(The problem):
Retype the lines of the data exactly, beginning with the first line and continuing through the line containing "output: one JSON", with both ends included.

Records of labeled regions
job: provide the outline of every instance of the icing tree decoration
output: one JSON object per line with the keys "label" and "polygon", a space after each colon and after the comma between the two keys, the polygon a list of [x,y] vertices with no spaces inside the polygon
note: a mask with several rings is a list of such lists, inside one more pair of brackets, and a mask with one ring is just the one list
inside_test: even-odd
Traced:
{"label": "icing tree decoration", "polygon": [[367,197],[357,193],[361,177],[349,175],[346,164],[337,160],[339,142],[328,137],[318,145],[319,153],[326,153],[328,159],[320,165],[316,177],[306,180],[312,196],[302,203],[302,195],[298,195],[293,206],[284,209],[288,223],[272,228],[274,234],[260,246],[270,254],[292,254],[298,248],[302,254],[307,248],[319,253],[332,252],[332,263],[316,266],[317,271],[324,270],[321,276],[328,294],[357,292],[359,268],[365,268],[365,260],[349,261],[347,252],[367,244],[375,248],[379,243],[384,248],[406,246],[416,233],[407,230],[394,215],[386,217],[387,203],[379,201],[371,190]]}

(Answer):
job: provide the outline of every instance of the icing tree decoration
output: one JSON object per line with the keys "label" and "polygon", a space after each colon and after the comma between the two keys, the polygon a list of [x,y] vertices with no spaces inside the polygon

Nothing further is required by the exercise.